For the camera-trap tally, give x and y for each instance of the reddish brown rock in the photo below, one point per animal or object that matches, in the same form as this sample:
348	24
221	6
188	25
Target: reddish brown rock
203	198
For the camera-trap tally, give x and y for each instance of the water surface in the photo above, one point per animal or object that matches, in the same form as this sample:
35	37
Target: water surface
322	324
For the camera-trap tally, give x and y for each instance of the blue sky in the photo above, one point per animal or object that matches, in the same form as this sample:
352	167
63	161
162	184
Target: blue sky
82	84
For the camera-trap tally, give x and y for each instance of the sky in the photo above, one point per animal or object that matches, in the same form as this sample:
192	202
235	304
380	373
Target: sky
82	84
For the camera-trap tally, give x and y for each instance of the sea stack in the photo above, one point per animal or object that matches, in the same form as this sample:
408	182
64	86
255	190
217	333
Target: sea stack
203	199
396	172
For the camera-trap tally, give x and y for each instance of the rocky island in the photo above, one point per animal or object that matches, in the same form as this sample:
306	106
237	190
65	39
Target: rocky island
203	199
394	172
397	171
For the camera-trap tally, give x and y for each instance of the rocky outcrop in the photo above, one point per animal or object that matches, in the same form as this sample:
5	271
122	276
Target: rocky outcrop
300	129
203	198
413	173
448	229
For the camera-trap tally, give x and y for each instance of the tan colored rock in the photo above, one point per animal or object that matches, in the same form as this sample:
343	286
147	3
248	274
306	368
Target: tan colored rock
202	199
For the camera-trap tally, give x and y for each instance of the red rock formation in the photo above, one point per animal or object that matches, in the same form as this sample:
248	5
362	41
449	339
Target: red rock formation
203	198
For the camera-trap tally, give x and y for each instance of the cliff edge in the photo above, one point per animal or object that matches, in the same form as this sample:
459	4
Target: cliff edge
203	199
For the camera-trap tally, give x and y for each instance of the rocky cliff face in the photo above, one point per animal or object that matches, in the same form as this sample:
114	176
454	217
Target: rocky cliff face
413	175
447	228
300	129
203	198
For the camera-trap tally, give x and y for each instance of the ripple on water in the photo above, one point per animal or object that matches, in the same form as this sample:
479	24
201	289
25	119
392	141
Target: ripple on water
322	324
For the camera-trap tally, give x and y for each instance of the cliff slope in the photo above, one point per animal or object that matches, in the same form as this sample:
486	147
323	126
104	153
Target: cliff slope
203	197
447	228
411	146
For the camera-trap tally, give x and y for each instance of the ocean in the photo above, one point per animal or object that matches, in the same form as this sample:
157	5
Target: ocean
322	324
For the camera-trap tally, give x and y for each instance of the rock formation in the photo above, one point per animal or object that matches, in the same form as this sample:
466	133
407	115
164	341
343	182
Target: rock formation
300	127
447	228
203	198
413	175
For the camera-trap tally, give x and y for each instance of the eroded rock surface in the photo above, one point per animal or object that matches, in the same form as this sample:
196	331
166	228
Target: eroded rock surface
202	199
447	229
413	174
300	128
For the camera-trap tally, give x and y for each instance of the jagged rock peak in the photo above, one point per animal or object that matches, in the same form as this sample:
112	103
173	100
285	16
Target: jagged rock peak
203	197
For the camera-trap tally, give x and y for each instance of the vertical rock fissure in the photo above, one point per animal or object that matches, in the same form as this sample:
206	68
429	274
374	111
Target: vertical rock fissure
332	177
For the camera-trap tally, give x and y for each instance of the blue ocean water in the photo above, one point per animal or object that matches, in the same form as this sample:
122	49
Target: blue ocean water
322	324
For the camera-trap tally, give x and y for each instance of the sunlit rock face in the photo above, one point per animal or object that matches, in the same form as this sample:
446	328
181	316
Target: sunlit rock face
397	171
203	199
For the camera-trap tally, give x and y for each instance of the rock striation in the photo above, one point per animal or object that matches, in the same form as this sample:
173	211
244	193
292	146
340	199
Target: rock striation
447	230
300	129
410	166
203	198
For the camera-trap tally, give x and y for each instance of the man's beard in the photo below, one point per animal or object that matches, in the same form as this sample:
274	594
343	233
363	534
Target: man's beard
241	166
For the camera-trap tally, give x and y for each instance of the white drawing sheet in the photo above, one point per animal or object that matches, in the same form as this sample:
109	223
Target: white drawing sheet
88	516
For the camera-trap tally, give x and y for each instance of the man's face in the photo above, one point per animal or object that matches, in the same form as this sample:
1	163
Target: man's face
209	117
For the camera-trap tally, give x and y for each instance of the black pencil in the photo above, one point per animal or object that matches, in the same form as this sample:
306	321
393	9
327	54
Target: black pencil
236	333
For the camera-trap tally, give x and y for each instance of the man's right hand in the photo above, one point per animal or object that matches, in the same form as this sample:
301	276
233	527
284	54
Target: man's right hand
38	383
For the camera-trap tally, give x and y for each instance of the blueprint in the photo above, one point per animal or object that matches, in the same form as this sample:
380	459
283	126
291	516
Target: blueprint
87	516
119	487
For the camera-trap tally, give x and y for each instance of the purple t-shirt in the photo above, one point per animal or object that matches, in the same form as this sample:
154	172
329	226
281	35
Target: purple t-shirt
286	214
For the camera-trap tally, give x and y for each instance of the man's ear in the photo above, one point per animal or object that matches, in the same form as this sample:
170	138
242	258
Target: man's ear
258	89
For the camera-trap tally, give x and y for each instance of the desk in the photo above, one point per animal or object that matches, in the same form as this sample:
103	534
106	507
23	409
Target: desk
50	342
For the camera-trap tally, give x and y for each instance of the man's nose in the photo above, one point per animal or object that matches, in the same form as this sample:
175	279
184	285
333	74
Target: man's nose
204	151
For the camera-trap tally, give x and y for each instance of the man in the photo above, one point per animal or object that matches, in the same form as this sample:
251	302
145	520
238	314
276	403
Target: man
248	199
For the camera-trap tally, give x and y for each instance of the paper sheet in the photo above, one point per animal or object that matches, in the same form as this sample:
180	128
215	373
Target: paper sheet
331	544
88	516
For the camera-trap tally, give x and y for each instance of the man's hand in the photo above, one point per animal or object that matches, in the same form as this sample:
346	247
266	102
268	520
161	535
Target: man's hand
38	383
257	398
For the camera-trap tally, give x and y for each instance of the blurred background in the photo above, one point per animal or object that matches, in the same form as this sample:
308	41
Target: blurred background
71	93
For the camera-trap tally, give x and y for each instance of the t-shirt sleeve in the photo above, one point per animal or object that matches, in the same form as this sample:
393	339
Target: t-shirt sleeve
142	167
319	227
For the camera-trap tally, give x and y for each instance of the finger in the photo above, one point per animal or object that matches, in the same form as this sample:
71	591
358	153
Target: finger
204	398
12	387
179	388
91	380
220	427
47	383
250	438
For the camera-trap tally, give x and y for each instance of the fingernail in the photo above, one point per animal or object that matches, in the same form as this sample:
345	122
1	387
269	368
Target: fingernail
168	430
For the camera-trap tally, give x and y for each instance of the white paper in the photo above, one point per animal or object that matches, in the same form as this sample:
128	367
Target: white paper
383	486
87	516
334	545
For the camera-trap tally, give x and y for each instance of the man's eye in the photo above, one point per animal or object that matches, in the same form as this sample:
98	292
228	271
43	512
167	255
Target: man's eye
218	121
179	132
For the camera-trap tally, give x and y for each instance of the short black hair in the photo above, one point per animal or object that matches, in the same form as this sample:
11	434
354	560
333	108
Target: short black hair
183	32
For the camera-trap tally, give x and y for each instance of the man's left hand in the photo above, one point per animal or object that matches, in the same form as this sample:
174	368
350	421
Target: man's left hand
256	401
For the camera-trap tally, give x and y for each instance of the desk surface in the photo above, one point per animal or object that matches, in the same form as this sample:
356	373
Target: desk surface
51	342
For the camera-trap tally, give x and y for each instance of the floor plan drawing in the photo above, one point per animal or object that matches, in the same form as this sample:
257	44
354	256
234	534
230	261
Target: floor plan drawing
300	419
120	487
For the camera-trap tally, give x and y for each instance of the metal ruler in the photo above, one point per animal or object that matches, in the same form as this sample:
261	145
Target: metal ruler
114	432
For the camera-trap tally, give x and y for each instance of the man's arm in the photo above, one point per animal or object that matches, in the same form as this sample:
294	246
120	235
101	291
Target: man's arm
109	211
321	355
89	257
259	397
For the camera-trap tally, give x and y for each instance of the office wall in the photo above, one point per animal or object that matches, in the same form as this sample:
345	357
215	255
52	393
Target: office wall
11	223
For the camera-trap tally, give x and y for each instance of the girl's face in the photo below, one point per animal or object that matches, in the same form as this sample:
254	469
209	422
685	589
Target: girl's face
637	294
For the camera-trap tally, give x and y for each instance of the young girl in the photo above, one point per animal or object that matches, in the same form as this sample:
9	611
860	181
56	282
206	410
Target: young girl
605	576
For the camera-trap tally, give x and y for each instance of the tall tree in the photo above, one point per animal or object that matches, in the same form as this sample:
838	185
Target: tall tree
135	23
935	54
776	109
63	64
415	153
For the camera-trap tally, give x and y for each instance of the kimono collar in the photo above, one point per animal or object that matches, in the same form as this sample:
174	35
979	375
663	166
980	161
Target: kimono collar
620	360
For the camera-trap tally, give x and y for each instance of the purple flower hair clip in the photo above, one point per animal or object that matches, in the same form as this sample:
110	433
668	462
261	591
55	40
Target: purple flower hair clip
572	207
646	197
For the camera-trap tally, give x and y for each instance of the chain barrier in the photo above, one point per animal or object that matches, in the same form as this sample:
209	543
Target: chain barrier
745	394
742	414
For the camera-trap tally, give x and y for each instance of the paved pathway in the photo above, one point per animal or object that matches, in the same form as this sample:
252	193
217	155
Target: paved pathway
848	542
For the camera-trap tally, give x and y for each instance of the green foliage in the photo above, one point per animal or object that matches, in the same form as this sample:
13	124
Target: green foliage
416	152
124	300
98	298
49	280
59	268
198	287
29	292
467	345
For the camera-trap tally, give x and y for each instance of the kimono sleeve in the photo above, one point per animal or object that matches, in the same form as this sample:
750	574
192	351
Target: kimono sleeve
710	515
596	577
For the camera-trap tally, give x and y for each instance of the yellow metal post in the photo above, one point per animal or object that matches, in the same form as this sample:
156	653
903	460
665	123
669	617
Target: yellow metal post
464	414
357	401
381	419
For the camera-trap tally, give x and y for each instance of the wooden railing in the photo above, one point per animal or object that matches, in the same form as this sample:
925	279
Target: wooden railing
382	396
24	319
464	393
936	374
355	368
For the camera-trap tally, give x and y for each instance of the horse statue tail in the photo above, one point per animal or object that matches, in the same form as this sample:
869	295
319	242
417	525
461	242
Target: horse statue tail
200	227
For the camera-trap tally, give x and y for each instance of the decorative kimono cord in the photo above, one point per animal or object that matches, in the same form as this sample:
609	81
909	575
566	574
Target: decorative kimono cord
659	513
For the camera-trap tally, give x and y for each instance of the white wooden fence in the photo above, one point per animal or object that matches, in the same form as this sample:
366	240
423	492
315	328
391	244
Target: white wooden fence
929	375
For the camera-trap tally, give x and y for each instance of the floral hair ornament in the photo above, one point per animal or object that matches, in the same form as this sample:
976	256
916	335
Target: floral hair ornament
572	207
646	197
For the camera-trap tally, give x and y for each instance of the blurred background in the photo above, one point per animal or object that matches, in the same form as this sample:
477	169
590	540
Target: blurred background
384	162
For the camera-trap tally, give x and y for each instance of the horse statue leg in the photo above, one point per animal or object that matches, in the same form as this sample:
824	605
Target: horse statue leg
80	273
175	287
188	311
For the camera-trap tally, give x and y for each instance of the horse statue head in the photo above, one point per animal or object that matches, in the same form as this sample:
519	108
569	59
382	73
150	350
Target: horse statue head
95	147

[YOUR ASSIGNMENT]
Work out how many lines of the data hold the string "below". Reply with that number alone.

[TASK SOLUTION]
3